**Task objective**. Print the rows below without any changes.

(Box-labeled dataset extracts)
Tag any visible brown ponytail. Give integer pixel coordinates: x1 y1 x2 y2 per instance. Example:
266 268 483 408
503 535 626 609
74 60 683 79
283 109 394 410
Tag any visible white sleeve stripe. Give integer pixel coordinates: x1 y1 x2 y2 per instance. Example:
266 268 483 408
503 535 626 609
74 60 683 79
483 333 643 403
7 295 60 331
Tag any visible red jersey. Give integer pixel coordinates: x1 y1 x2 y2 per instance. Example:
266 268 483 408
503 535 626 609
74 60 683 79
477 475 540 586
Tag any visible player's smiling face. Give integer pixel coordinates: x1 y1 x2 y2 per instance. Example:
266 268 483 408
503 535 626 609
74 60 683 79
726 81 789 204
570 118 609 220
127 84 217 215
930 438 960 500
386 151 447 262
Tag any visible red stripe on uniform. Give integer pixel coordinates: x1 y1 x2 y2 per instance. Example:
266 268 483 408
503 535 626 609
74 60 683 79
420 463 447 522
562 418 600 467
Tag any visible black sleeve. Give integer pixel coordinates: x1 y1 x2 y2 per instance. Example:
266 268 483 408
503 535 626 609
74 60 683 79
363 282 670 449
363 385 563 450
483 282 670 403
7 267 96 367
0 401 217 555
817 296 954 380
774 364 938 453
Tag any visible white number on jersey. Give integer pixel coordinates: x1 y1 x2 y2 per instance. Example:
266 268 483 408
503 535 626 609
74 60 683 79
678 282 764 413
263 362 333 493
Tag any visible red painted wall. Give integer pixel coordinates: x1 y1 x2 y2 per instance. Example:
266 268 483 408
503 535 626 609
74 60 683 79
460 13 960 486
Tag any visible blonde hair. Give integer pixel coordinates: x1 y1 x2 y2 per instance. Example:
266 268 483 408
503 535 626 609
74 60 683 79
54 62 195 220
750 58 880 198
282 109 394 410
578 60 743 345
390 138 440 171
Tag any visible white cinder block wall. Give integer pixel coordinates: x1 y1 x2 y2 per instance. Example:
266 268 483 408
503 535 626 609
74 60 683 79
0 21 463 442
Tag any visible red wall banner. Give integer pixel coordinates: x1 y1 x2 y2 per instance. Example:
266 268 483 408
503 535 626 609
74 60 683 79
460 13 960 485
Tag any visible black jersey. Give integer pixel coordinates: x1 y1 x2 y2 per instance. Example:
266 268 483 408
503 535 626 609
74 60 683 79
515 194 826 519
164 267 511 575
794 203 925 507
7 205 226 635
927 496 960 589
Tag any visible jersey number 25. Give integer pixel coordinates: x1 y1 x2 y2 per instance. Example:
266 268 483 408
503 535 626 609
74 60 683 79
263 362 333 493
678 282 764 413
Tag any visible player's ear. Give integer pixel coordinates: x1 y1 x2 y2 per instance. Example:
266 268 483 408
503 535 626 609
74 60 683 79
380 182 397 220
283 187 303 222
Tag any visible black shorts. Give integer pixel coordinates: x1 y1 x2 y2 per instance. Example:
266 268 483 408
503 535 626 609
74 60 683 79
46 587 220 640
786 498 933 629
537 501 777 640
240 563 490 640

**Response**.
Tag any visible brown ponytail. Give integer pixel coordinates: x1 y1 x2 y2 per instance. Example:
266 268 483 408
503 535 626 609
74 60 683 79
283 109 394 410
Tag any visible white sleeve stripe. Give integer pixel coordinates: x1 y1 x2 y2 per instance. Example:
266 268 483 408
503 535 626 609
74 60 683 79
483 333 643 403
7 295 60 331
Tag any visible red jersey. Give integer pixel coordinates: x1 y1 x2 y2 per instance. Example:
266 268 483 408
503 535 626 609
74 60 683 79
477 475 540 586
Tag any visible player's smiling face. Give integer pixel coordinates: x1 y1 x2 y2 per instance. Example:
266 268 483 408
503 535 626 609
74 60 683 79
726 81 789 204
570 118 609 220
127 84 217 215
930 438 960 500
386 151 447 262
Tag any visible red stripe on uniform. Give integer pixel coordinates: x1 y1 x2 y2 per instance. Example:
266 268 483 408
503 535 626 609
74 60 683 79
420 463 447 522
562 418 600 467
Tag any visible black sleeve. Give integer pixel coordinates: x1 y1 x2 y2 per instance. Example:
266 268 483 408
503 535 626 609
74 60 683 79
363 282 670 449
363 385 563 450
483 282 670 403
7 267 96 367
0 401 217 555
817 296 954 380
774 364 938 453
Tag any visible white number on jersey. Give integer pixel coordinates: x1 y1 x2 y2 per instance. Example:
266 268 483 408
503 535 626 609
74 60 683 79
678 282 764 413
263 362 333 493
Tag any visible red painted wall. Give integer pixel coordinates: x1 y1 x2 y2 per instance. Example:
266 268 483 408
503 535 626 609
74 60 683 79
460 13 960 486
Tag any visible blonde hair. Give integer pixel coordinates: x1 y1 x2 y2 per instance. Example:
266 268 483 408
503 535 626 609
74 60 683 79
54 62 195 220
750 58 880 198
282 109 394 410
578 60 743 345
390 138 440 171
Tag any visible white cinder block wall. Give integer pixel coordinates: x1 y1 x2 y2 per instance. Example:
266 268 483 408
503 535 626 609
74 60 683 79
0 21 463 442
Tag any visible red wall banner. Give integer pixel coordinates: x1 y1 x2 y2 per instance. Example:
266 268 483 408
503 535 626 609
74 60 683 79
460 13 960 485
Tag any visible black jersey. Give integer pixel coordinates: x1 y1 x2 y2 per instance. Example:
266 268 483 408
503 535 626 609
74 60 683 79
515 194 826 519
164 267 511 575
794 203 925 507
7 205 226 635
927 496 960 589
Tag any visible jersey number 25. Give integer pixel coordinates: x1 y1 x2 y2 per instance. Example:
266 268 483 408
503 535 626 609
74 60 683 79
263 362 333 493
678 282 764 413
Tag any visible player's ear. Give integer pixel coordinates: x1 y1 x2 y2 per instance. Example:
266 268 483 408
503 535 626 609
74 60 683 79
380 182 397 220
283 187 303 222
Tag any visible black shorts. Give integer pixel coordinates: x1 y1 x2 y2 per instance. Example:
266 268 483 408
503 535 626 609
74 60 683 79
46 587 220 640
786 498 933 629
537 501 777 640
240 563 490 640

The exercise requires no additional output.